*Extract provided*
★ ★ ★ ★ ★ ★ ★
EACR 21: Mina Bissell and the Role of the Microenvironment in Cancer

6 Jul 2010

Not only Cancer Genomes: Part 3

The AIRC Plenary Lecture on “the microenvironment and the genome in breast cancer: how tissue architecture informs” was given by an outstanding (despite jet-lag) keynote speaker on the closing day of the 21st EACR 21 meeting, namely Mina Bissell.

For those of you that are not familiar with the name, Mina Bissell is a Theran-born American biologist and a world-recognized leader in the extracellular matrix (ECM) and microenvironment in regulation of tissue-specific function, with a special emphasis on breast cancer.

In the '80s and '90s Bissell started making her -at that time revolutionary- claims about a holistic approach to cancer. Her claims about the importance of the cell's microenvironment and tissue architecture in the formation of tumours were snubbed at a time in which scientists were busy looking at single point mutations and other discrete genetic modifications in tumours, with the hope that a handful of “bad genes” (ie, oncogenes) would prove to be responsible for cancer. But, alas, simple solutions rarely work for complex problems, and this was also the case of oncogenes as the only cause of cancer.

Mina Bissell's laboratory at Berkeley [1] focuses on how the study of tissue architecture informs breast cancer and in the last three decades her group has developed tridimensional organotypic models to support the hypothesis  of ‘dynamic reciprocity’ first proposed by Bissell in 1982 [2]. According to this hypothesis, the ECM exerts physical and biochemical influences on a cell, which are then transduced by cell surface receptors through the cell’s skeleton and ultimately effects changes in gene expression. In turn the cell, in this now altered state, can remodel the ECM, for instance by inducing expression of matrix metalloproteinases. This feedback mechanism affects not only the cell nucleus, but can also affect other nearby and not so nearby cells [3].Never ever think outside the box

Bissell's work has become a hot topic only in the past few years. In 2003 the journal Nature championed Bissell as the pioneer of the 3-D matrix as ‘biology's new dimension” [4], and more recently the New York Times devoted to her an article titled “Old Ideas Spur New Approaches in Cancer Fight” [5].  Funds have also started to pour in this direction, since  2006 when the National Cancer Institute set up a tumour microenvironment initative, funding ten projects intended to promote and facilitate interdisciplinary collaborations and progress in understanding the role of host stroma in tumorigenesis (TMEN).[6]

In the last few years Bissell has also been frequently invited as a keynote speaker at international conferences, such as EACR 21. This late fame, though, does not seem to have change her nonconformist attitude, and in Oslo she encouraged young researchers and “old passionate ones” to keep on thinking outside the box, referring to a cartoon by the New Yorker [7].

Bissell indicated we should stop reasoning only in terms of cancer genomes and epigenomes -also a big theme at EACR 21 - as a possible way out of the predefined limits to our thinking which our fellow scientists or scientific community impose. As Bissell put it: “We keep on sequencing like there is no tomorrow”, but do not consider that such an approach leaves unanswered a lot of important questions about cancer and, most importantly, feasible and effective ways to treat it.
★ ★ ★ ★ ★ ★ ★
*Using the information*
1: Copy the part of the post on Mina Bissell that begins at the words "In the last few" and stops after "to treat it.", switching "Oslo" to "the Norwegian capital".
2: According to the post on Mina Bissell, in what year did she first propose the hypothesis of "dynamic reciprocity"?

*The data*
★ ★ ★ ★ ★ ★ ★
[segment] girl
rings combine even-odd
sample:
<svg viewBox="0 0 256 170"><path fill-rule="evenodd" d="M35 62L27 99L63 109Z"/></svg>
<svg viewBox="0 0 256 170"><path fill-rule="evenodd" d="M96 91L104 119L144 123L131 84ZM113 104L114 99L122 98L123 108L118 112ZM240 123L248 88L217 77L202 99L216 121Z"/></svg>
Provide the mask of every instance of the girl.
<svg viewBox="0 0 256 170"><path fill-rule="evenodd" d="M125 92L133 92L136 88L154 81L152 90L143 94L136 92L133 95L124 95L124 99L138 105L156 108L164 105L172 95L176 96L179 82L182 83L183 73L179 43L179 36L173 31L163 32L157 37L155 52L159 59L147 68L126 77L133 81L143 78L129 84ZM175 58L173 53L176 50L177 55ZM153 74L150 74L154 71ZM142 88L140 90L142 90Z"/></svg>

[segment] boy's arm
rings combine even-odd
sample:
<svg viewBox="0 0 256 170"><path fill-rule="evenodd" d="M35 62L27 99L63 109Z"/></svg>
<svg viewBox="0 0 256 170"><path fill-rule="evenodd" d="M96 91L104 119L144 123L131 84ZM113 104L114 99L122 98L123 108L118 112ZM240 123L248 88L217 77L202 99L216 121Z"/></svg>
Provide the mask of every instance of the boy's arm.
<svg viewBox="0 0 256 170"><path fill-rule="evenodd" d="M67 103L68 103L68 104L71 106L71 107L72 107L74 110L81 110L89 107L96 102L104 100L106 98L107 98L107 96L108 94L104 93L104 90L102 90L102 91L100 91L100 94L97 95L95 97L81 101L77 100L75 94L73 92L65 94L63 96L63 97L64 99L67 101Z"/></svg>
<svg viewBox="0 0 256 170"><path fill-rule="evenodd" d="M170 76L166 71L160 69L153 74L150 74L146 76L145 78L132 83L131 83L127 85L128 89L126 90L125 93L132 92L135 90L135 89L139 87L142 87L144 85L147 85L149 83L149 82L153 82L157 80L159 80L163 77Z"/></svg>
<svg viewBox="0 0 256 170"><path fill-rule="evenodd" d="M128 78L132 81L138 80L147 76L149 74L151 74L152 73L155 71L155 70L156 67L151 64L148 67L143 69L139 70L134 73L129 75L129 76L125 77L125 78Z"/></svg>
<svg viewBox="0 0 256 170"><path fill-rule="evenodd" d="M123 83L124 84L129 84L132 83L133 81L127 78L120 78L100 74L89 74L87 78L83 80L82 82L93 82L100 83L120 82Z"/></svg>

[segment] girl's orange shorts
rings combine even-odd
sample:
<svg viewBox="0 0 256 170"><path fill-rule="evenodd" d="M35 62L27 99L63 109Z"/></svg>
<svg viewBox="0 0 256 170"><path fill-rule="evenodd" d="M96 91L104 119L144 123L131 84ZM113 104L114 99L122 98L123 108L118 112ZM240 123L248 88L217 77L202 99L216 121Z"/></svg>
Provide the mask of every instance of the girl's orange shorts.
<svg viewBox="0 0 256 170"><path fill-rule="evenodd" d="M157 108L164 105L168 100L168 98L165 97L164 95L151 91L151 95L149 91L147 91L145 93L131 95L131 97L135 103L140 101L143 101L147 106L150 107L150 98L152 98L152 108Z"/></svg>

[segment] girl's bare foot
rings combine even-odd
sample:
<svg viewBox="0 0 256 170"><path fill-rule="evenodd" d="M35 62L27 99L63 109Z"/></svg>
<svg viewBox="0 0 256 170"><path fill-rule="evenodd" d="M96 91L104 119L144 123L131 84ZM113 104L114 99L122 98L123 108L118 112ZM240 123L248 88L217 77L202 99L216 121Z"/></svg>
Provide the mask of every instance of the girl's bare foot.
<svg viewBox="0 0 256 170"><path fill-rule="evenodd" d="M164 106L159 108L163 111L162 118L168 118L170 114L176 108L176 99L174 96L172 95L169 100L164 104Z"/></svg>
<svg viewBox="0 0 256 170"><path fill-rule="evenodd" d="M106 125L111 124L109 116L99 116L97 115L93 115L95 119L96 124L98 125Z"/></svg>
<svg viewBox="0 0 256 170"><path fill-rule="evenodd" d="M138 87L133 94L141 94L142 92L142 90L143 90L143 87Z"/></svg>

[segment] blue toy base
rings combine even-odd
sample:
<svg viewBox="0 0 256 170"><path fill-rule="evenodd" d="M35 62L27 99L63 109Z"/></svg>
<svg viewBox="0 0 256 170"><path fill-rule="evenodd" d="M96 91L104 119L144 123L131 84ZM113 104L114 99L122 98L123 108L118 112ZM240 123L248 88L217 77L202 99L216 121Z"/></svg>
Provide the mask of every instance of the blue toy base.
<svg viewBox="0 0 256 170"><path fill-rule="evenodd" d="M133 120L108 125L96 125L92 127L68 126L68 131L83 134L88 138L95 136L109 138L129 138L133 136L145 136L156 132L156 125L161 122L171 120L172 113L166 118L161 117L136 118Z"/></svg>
★ ★ ★ ★ ★ ★ ★
*Solution set*
1:
In the last few years Bissell has also been frequently invited as a keynote speaker at international conferences, such as EACR 21. This late fame, though, does not seem to have change her nonconformist attitude, and in the Norwegian capital she encouraged young researchers and “old passionate ones” to keep on thinking outside the box, referring to a cartoon by the New Yorker [7].

Bissell indicated we should stop reasoning only in terms of cancer genomes and epigenomes -also a big theme at EACR 21 - as a possible way out of the predefined limits to our thinking which our fellow scientists or scientific community impose. As Bissell put it: “We keep on sequencing like there is no tomorrow”, but do not consider that such an approach leaves unanswered a lot of important questions about cancer and, most importantly, feasible and effective ways to treat it.

2: In 1982.